[Begin Task data]
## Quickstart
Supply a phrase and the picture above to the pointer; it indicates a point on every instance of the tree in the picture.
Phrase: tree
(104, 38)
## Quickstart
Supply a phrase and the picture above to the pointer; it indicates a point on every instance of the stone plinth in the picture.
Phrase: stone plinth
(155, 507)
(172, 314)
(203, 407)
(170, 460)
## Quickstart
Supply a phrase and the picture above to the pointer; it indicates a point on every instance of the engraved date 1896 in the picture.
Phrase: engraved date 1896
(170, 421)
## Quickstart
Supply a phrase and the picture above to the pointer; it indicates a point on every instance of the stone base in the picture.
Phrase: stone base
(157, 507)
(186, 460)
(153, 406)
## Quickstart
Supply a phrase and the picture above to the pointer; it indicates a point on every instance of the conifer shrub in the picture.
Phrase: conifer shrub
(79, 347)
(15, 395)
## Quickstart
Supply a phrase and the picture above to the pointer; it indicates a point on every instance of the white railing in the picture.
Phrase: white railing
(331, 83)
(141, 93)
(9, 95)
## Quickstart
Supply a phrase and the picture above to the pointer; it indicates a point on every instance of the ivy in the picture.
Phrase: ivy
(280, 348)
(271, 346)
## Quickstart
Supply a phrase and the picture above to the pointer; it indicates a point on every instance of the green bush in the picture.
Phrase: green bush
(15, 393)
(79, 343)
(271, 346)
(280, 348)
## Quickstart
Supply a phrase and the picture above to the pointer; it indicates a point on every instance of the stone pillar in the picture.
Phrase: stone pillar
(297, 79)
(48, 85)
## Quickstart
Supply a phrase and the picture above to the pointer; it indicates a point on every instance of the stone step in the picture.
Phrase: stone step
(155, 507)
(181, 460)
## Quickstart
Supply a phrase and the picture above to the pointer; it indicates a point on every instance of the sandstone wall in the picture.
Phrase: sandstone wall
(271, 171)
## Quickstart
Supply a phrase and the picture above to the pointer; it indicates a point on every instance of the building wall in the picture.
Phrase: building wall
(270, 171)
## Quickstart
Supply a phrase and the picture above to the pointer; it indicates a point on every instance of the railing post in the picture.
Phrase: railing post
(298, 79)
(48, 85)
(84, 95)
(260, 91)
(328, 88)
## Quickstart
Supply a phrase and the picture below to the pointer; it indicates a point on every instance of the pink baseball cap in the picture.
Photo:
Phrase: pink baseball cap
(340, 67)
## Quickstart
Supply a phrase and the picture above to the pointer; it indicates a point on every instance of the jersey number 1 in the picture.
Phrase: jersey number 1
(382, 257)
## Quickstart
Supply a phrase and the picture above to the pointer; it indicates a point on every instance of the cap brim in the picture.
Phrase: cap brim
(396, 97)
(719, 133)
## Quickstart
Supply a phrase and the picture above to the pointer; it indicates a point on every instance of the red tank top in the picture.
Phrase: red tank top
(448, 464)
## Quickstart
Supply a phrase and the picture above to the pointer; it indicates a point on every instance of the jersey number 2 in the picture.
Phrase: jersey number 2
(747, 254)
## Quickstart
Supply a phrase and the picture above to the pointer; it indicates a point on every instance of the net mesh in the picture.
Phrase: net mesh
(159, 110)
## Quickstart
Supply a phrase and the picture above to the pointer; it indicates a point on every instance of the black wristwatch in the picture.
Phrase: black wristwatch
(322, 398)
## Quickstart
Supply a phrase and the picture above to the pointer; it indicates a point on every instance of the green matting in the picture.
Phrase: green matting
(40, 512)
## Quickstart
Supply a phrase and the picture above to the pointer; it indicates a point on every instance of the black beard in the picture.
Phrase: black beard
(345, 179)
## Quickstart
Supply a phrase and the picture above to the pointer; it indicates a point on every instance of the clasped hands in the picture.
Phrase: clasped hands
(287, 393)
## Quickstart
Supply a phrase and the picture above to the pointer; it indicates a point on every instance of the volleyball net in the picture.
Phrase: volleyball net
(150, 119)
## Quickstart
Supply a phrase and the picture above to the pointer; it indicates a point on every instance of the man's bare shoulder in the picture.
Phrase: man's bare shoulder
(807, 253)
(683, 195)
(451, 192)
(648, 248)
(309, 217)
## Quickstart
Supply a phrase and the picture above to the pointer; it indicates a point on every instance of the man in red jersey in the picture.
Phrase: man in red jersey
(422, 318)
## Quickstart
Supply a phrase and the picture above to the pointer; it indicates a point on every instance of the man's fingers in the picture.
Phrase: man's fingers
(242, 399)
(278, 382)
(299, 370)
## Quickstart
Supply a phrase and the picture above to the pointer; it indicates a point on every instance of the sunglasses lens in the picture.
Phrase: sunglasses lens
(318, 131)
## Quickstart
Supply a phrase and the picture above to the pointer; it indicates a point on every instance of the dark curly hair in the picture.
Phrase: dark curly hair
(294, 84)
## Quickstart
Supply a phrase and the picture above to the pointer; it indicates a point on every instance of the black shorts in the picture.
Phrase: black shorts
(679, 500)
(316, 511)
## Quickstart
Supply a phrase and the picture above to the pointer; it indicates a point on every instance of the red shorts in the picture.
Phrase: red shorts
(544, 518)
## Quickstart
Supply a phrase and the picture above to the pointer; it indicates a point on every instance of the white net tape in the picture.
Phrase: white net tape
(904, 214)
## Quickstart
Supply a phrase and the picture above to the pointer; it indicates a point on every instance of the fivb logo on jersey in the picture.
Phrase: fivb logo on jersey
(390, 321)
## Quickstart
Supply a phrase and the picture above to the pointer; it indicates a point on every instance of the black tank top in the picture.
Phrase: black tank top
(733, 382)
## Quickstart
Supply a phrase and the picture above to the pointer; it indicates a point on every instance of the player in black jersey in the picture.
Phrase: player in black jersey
[End Task data]
_Goal of the exercise_
Write down the full listing again, exactly.

_Full response_
## Quickstart
Supply a phrase and the picture above to the pointer; it indicates a point on every instance of the tree in the picture.
Phrase: tree
(104, 38)
## Quickstart
Supply a phrase and the picture above to the pointer; it indicates a point on every instance of the stone plinth in the picture.
Phrase: stone plinth
(155, 507)
(172, 314)
(203, 407)
(170, 460)
## Quickstart
Supply a phrase and the picture above to the pointer; it indicates a point on every instance of the engraved date 1896 in the picture.
Phrase: engraved date 1896
(170, 421)
## Quickstart
Supply a phrase and the picture above to the pointer; it indicates a point on every instance of the stone base in the picture.
Phrase: stone base
(157, 507)
(186, 460)
(153, 406)
## Quickstart
Supply a phrase and the picture above to the pointer; it indicates a point on every instance of the conifer shrub in the picture.
Phrase: conifer shrub
(79, 347)
(15, 395)
## Quickstart
Supply a phrase and the picture above to the pointer; it indicates a point on every instance of the white railing in the picture.
Phrase: white railing
(331, 83)
(141, 93)
(9, 95)
## Quickstart
Supply a phrase and the picture above to the pointer; it indicates a point on every instance of the ivy in the picture.
Phrase: ivy
(280, 348)
(271, 346)
## Quickstart
Supply a phrase and the picture above to the pointer; it indicates a point on every instance of the green bush in the picture.
Phrase: green bush
(15, 393)
(79, 343)
(271, 346)
(280, 348)
## Quickstart
Supply a phrase and the picture above to the pointer; it indicates a point on every instance of the stone pillar in the picture.
Phrase: stone pillar
(297, 79)
(48, 85)
## Quickstart
Supply a phrase and the picture above to the pointer; it indicates a point on every instance of the stone step in the picture.
Phrase: stone step
(155, 507)
(181, 460)
## Quickstart
Supply a phrase and the picture above to the pointer; it indicates a point on every instance of the sandstone wall in the picture.
Phrase: sandstone wall
(271, 171)
## Quickstart
Supply a phrase and the picture above to the pointer; it indicates a point on every instance of the building wall in the picture.
Phrase: building wall
(270, 171)
## Quickstart
Supply a phrase and the picture above to the pointer; it indicates a point on every instance of the railing post in the picture.
Phrase: railing post
(298, 79)
(48, 85)
(84, 95)
(260, 91)
(328, 88)
## Quickstart
Supply a phrase and the picture below to the pointer; it indicates a point on every instance of the pink baseball cap in the picture.
Photo:
Phrase: pink baseball cap
(340, 67)
## Quickstart
Supply a phrase and the picture above to the pointer; it indicates a point on every instance of the jersey number 1 in the picture.
Phrase: jersey number 1
(382, 257)
## Quickstart
Supply a phrase and the picture above to the pointer; it indicates a point on every instance of the cap brim in the picture.
Phrase: cap brim
(396, 97)
(719, 133)
## Quickstart
Supply a phrase and the picture above to the pointer; it indicates a point on every instance of the red tank top in the picture.
Phrase: red tank top
(448, 464)
## Quickstart
Supply a phrase and the picture above to the pointer; it indicates a point on every instance of the jersey number 2 in the picture.
Phrase: jersey number 2
(747, 254)
## Quickstart
Supply a phrase and the picture above to the pointer; it indicates a point on every instance of the net mesh in the picture.
Phrase: net mesh
(159, 110)
## Quickstart
Supply a phrase and the picture above to the pointer; it indicates a point on every instance of the black wristwatch in the picture.
Phrase: black wristwatch
(322, 398)
## Quickstart
Supply a phrase and the picture above to the pointer; it indicates a point on every instance of the green matting in the picture.
Phrase: green matting
(40, 512)
## Quickstart
Supply a phrase and the picture above to the pointer; it indicates a point on every instance of the black beard in the picture.
Phrase: black beard
(345, 179)
## Quickstart
Supply a phrase and the picture above to the pointer; it indicates a point on every instance of the clasped hands in the picture.
Phrase: clasped hands
(287, 393)
## Quickstart
Supply a phrase and the picture above to the pointer; it indicates a point on every instance of the volleyball net in the picture.
Phrase: volleyball net
(150, 119)
## Quickstart
Supply a phrase and the picture above to the pointer; it indicates a point on every instance of the man's bare shoulder in the picture.
Phrase: man's bare shoulder
(807, 253)
(683, 195)
(451, 192)
(648, 248)
(309, 217)
## Quickstart
Supply a phrase and the picture above to the pointer; it indicates a point on every instance of the man in red jersey in the picture.
Phrase: man in red jersey
(422, 318)
## Quickstart
Supply a phrase and the picture above to the pointer; it indicates a point on every instance of the man's fingers in the picture.
Phrase: man's fingers
(242, 399)
(278, 382)
(299, 370)
## Quickstart
Supply a phrase and the picture above to the pointer; it indicates a point on every instance of the sunglasses lens in the picture.
Phrase: sunglasses lens
(318, 131)
## Quickstart
Supply a phrase and the picture above to the pointer; it indicates a point on every instance of the dark curly hair in the picture.
Phrase: dark curly hair
(294, 84)
## Quickstart
Supply a phrase and the picture above to the pointer; it indicates a point on every instance of the black shorts in the picture.
Phrase: black shorts
(679, 500)
(316, 511)
## Quickstart
Supply a phrase and the picture above to the pointer; it indicates a point on every instance of the red shorts in the picture.
Phrase: red shorts
(544, 518)
## Quickstart
Supply a phrase and the picture above to the pointer; it indicates a point on every instance of the white net tape in the picture.
Phrase: white net tape
(904, 214)
## Quickstart
Supply a phrase and the picture above to the pointer; it indicates a point on every instance of the fivb logo on jersey in the picture.
Phrase: fivb logo on jersey
(390, 321)
## Quickstart
Supply a phrase and the picture above to the pointer; it indicates a point on every instance of the black tank top in the picture.
Phrase: black tank top
(733, 382)
## Quickstart
Supply a phrase and the picture above to the pointer; it indicates a point on every instance of the player in black jersey in the picture.
Phrase: player in black jersey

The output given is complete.